EXERCISE MATERIAL:
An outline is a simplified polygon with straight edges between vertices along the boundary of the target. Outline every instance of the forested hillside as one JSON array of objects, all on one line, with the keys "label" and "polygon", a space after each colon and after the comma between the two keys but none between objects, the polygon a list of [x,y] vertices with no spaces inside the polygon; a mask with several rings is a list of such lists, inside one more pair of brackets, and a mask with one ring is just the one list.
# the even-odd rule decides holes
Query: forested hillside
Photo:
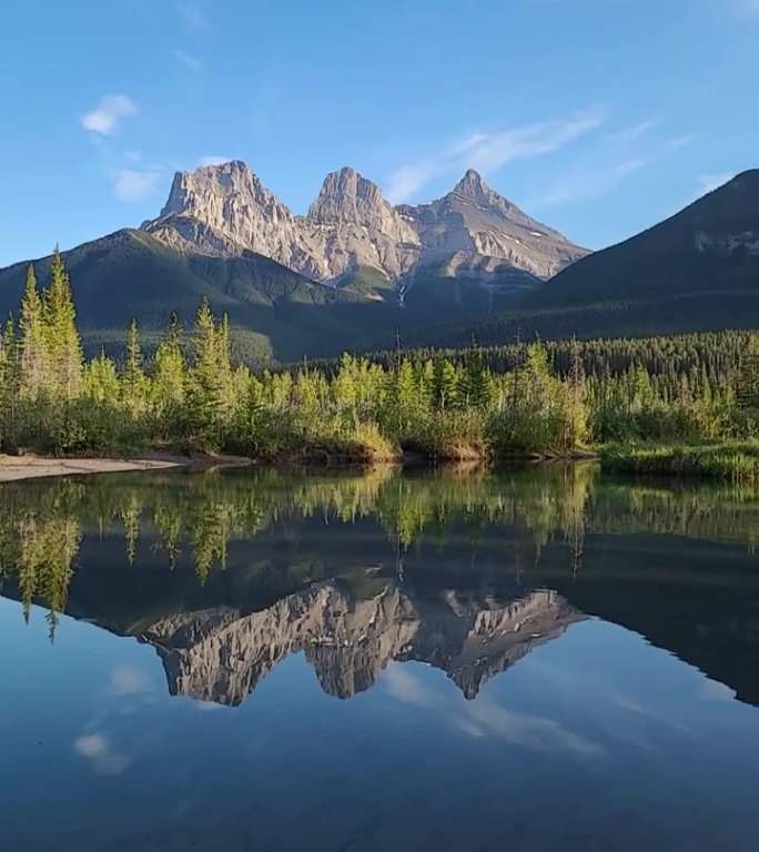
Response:
[{"label": "forested hillside", "polygon": [[[748,333],[398,348],[256,374],[233,362],[229,320],[206,301],[190,329],[171,320],[151,358],[132,322],[118,361],[85,359],[58,254],[45,284],[30,267],[18,327],[10,320],[2,335],[7,452],[437,460],[656,440],[717,452],[699,464],[721,475],[715,442],[751,438],[759,423],[759,338]],[[759,449],[738,452],[741,476],[759,477]]]}]

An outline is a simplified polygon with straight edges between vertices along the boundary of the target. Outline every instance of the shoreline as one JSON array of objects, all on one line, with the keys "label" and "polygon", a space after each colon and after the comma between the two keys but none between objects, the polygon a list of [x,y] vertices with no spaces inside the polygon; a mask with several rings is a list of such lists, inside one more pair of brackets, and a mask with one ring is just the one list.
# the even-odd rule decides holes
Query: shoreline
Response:
[{"label": "shoreline", "polygon": [[0,455],[0,484],[57,476],[89,476],[92,474],[125,474],[149,470],[211,470],[217,467],[246,467],[252,459],[240,456],[178,456],[145,454],[135,458],[3,456]]}]

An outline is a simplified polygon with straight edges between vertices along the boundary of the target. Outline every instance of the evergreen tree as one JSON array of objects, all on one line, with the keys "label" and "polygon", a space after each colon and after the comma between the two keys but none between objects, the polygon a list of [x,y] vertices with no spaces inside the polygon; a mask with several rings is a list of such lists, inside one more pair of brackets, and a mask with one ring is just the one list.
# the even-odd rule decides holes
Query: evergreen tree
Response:
[{"label": "evergreen tree", "polygon": [[176,314],[172,314],[169,328],[155,351],[152,382],[153,408],[166,436],[179,429],[185,402],[185,374],[182,328]]},{"label": "evergreen tree", "polygon": [[123,406],[132,419],[142,416],[145,409],[145,374],[142,369],[142,347],[136,320],[132,320],[126,332],[121,396]]},{"label": "evergreen tree", "polygon": [[37,286],[34,267],[29,264],[27,285],[21,300],[21,376],[22,392],[37,399],[51,382],[42,300]]},{"label": "evergreen tree", "polygon": [[433,362],[432,403],[438,412],[456,404],[456,368],[442,354]]},{"label": "evergreen tree", "polygon": [[0,338],[0,452],[17,449],[17,415],[21,388],[21,362],[13,317]]},{"label": "evergreen tree", "polygon": [[71,285],[58,246],[50,264],[50,286],[42,294],[42,317],[52,392],[70,402],[81,388],[83,355]]}]

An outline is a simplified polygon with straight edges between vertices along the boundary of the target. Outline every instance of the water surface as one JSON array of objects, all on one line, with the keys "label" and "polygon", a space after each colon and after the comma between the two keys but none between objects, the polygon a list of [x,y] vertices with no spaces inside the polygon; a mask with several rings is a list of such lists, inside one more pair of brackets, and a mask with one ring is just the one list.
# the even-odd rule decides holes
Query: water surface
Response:
[{"label": "water surface", "polygon": [[0,509],[0,849],[757,848],[750,493],[236,470]]}]

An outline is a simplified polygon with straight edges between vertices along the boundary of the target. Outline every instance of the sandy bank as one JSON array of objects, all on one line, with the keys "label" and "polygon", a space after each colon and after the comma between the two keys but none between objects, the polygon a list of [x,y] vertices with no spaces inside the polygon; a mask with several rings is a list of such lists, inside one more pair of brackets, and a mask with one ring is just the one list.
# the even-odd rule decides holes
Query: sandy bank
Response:
[{"label": "sandy bank", "polygon": [[0,456],[0,483],[43,476],[75,474],[118,474],[125,470],[160,470],[178,467],[168,459],[124,458],[40,458],[38,456]]}]

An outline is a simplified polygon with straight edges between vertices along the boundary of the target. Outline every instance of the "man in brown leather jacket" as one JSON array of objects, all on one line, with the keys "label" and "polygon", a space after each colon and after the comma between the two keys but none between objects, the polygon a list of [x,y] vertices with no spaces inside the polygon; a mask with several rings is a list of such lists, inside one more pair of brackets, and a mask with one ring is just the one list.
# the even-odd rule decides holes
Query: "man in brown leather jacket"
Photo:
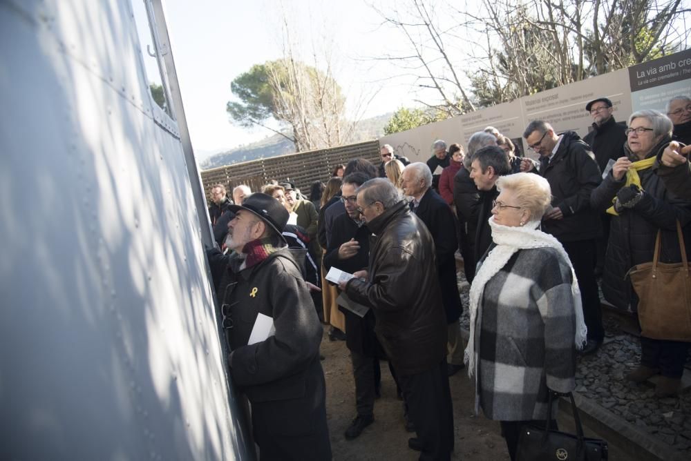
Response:
[{"label": "man in brown leather jacket", "polygon": [[420,460],[448,460],[453,414],[446,375],[446,319],[434,242],[395,187],[383,178],[357,190],[361,215],[375,236],[368,271],[341,284],[375,311],[375,331],[394,369],[415,423],[408,446]]}]

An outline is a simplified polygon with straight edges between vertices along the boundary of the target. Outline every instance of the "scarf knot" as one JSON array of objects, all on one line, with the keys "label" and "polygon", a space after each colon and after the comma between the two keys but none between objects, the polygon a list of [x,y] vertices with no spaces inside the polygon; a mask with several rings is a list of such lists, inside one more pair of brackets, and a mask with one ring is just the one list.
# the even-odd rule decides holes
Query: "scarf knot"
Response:
[{"label": "scarf knot", "polygon": [[248,268],[258,264],[269,257],[272,253],[276,253],[280,248],[274,246],[270,239],[256,239],[248,242],[243,247],[243,253],[245,255],[243,268]]}]

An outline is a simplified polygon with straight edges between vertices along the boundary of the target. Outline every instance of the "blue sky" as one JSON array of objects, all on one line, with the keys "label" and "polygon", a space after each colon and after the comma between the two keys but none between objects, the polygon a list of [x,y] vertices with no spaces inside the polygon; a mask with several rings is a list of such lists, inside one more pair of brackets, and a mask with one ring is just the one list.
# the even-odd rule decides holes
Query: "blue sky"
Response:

WRITTEN EXERCISE:
List every line of the entries above that contains the string "blue", treating uppercase and lowercase letters as distinct.

COMPLETE OUTPUT:
An outline is a simplified polygon with straight edges between vertices along the boundary of the target. Outline every instance of the "blue sky" as one JSON array of objects, all on one line, with the keys "label" and "polygon", a space after each colon and after the comma between the two keys but none between objects, the polygon a list of [x,y] vertices with no spaces inside the polygon; a mask with several rings is a list of such lists, inside one more pair of brackets, and a mask with one ring is just the one list.
Query: "blue sky"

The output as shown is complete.